[Natural-language object grounding data]
________________
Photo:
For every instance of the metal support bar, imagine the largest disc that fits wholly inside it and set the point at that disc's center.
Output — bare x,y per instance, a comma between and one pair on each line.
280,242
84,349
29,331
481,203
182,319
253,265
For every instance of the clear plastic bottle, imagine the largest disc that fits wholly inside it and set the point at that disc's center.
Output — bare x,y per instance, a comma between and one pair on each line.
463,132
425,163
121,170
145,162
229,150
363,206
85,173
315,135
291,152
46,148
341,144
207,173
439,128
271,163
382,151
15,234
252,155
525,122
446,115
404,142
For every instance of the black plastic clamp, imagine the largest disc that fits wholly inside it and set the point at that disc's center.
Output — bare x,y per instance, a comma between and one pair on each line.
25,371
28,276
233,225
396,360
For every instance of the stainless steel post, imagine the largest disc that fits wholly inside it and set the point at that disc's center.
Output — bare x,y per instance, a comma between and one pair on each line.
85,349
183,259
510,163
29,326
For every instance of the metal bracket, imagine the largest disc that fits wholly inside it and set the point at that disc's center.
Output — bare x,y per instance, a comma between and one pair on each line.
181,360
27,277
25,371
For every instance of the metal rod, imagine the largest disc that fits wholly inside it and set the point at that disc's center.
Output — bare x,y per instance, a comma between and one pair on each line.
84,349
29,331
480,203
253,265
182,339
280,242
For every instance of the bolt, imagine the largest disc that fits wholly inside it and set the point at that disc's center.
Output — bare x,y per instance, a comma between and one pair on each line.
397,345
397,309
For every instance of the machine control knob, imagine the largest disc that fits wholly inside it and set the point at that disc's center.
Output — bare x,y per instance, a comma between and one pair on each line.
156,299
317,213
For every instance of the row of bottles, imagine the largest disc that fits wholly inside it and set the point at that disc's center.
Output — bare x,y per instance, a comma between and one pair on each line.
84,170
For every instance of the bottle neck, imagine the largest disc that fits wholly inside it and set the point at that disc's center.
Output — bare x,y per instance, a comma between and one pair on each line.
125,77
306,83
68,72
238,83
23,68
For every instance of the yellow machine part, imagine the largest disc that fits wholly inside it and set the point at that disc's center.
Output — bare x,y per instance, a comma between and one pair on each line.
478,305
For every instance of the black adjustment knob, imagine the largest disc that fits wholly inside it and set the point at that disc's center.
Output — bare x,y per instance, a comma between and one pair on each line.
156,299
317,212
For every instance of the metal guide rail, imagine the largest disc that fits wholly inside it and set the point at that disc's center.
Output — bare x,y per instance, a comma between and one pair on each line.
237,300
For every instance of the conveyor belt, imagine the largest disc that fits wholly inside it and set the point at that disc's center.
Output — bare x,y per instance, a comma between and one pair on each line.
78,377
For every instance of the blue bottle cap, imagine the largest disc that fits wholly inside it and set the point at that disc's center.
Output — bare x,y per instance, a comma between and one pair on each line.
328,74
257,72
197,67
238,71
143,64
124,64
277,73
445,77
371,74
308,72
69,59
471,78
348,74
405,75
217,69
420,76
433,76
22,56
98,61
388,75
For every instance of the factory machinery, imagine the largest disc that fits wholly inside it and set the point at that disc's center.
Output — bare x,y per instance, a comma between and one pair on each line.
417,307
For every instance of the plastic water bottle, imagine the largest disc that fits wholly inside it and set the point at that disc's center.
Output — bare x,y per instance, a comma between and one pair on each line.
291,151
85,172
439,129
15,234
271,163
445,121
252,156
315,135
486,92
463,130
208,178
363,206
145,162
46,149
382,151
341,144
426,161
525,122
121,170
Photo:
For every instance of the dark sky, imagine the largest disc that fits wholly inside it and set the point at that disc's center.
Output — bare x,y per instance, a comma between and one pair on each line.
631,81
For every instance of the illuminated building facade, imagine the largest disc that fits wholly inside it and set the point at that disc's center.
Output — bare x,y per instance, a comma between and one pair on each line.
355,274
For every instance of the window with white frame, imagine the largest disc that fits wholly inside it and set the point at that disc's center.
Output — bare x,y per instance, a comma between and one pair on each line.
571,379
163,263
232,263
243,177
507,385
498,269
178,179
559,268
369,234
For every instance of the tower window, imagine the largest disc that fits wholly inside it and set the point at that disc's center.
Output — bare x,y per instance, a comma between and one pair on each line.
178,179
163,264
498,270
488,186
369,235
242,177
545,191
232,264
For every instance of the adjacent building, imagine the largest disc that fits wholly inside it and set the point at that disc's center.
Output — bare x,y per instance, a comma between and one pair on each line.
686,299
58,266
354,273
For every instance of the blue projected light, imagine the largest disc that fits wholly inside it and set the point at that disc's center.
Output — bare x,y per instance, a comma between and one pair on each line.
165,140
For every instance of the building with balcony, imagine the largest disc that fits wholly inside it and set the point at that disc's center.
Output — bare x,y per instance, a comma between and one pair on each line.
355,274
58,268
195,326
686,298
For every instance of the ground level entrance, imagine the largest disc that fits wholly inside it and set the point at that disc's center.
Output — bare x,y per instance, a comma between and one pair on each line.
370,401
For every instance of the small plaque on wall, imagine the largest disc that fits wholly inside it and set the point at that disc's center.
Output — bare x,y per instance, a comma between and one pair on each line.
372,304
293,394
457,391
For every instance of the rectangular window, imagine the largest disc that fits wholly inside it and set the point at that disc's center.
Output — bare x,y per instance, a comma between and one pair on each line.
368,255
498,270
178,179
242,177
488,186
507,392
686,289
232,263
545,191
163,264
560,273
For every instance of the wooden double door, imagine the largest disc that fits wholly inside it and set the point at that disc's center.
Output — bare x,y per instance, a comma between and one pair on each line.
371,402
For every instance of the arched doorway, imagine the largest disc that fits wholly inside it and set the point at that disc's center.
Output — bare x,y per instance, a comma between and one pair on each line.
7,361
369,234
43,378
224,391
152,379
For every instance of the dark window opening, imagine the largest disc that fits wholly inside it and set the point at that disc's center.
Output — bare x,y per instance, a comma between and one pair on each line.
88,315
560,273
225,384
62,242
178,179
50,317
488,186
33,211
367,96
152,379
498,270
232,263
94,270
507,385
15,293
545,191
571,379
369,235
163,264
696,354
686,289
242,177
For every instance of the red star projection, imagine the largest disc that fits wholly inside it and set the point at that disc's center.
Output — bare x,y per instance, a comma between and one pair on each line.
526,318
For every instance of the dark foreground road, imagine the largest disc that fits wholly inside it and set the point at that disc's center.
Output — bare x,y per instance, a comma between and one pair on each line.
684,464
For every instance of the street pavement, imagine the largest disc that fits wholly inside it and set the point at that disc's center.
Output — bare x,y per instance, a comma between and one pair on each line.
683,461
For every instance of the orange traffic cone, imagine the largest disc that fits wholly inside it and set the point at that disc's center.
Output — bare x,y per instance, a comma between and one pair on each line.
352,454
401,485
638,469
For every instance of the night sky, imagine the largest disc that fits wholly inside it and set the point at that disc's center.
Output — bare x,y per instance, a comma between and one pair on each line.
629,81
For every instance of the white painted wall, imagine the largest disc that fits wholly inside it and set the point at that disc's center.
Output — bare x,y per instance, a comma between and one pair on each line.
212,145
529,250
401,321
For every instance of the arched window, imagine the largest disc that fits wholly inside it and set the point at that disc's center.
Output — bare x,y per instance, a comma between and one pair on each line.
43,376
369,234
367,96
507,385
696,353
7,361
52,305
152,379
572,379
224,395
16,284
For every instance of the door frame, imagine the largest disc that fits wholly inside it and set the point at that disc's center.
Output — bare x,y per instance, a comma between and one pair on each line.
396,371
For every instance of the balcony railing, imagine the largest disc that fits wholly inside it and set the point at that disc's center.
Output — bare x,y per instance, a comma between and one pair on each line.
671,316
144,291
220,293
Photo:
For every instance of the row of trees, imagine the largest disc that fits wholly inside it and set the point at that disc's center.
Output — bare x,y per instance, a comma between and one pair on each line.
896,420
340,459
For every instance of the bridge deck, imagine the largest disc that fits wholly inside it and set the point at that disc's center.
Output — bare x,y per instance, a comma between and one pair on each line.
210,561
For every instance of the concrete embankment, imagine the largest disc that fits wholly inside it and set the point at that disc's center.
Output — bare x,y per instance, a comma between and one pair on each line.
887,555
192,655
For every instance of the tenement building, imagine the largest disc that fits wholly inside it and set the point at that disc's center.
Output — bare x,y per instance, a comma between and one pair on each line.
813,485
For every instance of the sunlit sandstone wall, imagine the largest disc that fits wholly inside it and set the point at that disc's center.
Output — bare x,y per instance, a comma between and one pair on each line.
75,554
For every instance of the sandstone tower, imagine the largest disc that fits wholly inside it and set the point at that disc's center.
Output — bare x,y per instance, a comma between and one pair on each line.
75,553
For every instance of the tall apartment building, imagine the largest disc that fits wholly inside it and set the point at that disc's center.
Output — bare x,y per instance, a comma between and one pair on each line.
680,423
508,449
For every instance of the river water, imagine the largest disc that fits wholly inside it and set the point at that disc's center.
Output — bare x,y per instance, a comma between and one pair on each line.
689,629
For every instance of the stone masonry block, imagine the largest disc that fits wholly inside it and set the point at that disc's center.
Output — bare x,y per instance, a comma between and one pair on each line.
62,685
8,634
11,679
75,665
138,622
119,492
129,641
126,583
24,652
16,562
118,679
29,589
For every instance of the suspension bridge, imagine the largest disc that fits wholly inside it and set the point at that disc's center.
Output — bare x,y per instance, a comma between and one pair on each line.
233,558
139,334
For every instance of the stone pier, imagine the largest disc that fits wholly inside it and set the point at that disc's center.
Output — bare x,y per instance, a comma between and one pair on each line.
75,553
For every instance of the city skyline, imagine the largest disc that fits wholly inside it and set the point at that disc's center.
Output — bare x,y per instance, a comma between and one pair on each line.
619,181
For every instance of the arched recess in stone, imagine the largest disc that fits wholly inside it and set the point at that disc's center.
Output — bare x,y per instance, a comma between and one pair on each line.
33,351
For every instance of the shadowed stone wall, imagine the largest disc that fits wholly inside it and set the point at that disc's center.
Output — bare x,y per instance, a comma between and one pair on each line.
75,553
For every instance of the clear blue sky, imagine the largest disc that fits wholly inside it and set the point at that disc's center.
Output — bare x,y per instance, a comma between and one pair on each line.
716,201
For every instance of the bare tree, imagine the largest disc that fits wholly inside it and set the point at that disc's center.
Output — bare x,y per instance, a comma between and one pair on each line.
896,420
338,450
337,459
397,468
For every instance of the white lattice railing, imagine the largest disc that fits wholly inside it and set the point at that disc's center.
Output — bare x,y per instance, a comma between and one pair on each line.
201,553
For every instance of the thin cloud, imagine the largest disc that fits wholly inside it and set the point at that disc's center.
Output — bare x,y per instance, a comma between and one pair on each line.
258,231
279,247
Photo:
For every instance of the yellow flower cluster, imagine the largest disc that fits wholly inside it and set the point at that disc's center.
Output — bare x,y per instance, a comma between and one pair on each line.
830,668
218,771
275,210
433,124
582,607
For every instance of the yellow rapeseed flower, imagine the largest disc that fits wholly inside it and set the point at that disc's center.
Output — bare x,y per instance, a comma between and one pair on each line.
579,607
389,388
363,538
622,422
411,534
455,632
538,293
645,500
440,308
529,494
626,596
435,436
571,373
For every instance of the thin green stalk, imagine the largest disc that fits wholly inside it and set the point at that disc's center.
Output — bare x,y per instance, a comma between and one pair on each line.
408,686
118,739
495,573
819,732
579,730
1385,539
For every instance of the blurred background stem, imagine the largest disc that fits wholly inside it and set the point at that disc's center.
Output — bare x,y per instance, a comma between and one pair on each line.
________________
▶ Work task
The lines to copy run from the start of the records above through the line holding "For every instance of the metal support"; give them exactly, both ends included, and nothing else.

▶ Answer area
Photo:
For every instance of the metal support bar, imagine the largest disc that fits wholly inside it and set the point at that disc's center.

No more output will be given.